Items drawn from a dataset:
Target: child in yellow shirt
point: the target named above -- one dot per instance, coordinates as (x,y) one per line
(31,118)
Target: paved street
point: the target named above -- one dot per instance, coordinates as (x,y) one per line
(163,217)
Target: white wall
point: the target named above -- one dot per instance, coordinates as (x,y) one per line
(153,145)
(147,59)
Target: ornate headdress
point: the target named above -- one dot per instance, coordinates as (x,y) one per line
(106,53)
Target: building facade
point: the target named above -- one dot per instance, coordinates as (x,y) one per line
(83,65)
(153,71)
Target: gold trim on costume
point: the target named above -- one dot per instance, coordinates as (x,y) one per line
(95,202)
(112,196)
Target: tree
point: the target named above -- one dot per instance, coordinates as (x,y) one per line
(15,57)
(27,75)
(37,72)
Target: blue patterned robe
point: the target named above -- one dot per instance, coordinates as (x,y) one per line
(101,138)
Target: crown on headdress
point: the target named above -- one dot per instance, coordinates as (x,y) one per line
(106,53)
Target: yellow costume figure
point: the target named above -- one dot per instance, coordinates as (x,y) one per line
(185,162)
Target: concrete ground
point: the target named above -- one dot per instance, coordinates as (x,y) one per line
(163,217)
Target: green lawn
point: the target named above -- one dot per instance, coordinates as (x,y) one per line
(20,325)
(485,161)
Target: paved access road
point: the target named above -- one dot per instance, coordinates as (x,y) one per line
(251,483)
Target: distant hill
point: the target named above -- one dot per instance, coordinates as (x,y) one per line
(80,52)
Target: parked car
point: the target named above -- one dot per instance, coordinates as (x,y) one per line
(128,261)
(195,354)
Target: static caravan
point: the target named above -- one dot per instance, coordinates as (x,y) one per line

WRITTEN INSTRUCTION: Extract every line of the records above and reproduce each one without any change.

OUTPUT:
Target: child in yellow shirt
point: the target named above -- one dot per instance, coordinates as (x,y) one per line
(31,118)
Target: paved street
point: the target named above -- one dot per instance, coordinates as (x,y) one per line
(163,217)
Target: white wall
point: the target named above -- one dot per instance, coordinates as (x,y) one per line
(153,145)
(147,59)
Target: ornate headdress
point: the target named above -- one dot per instance, coordinates as (x,y) one per line
(106,53)
Target: building facade
point: the target named above -- one dot per instance, coordinates as (x,y) one per line
(83,65)
(153,71)
Target: gold trim on costume
point: the target named above -- one dot per instance, coordinates as (x,y) one per line
(95,202)
(112,196)
Target: tree
point: the target named above -- one dot per instance, coordinates as (x,y) one per line
(15,57)
(27,75)
(37,72)
Target: blue patterned robe
point: the target named above -- one dot per instance, coordinates as (x,y) one per line
(101,138)
Target: crown on headdress
point: the target named above -- one dot per instance, coordinates as (x,y) one per line
(106,53)
Target: yellow costume figure
point: the target named above -- one dot per instance, coordinates as (x,y) one per line
(185,162)
Target: concrete ground
point: the target named above -- one dot per instance, coordinates as (x,y) one per line
(163,217)
Target: green lawn
point: the target named above -- one dot per instance, coordinates as (x,y) one per line
(20,325)
(485,161)
Target: paved access road
point: the target named above -- one dot per instance, coordinates as (x,y) one per line
(251,483)
Target: distant hill
point: the target named above -- one dot per instance, coordinates as (x,y) one per line
(80,52)
Target: parked car
point: the target named above -- one dot per instance, coordinates as (x,y) one per line
(128,261)
(195,354)
Target: static caravan
point: the target named above -- one dot per instance, coordinates as (x,y) one per line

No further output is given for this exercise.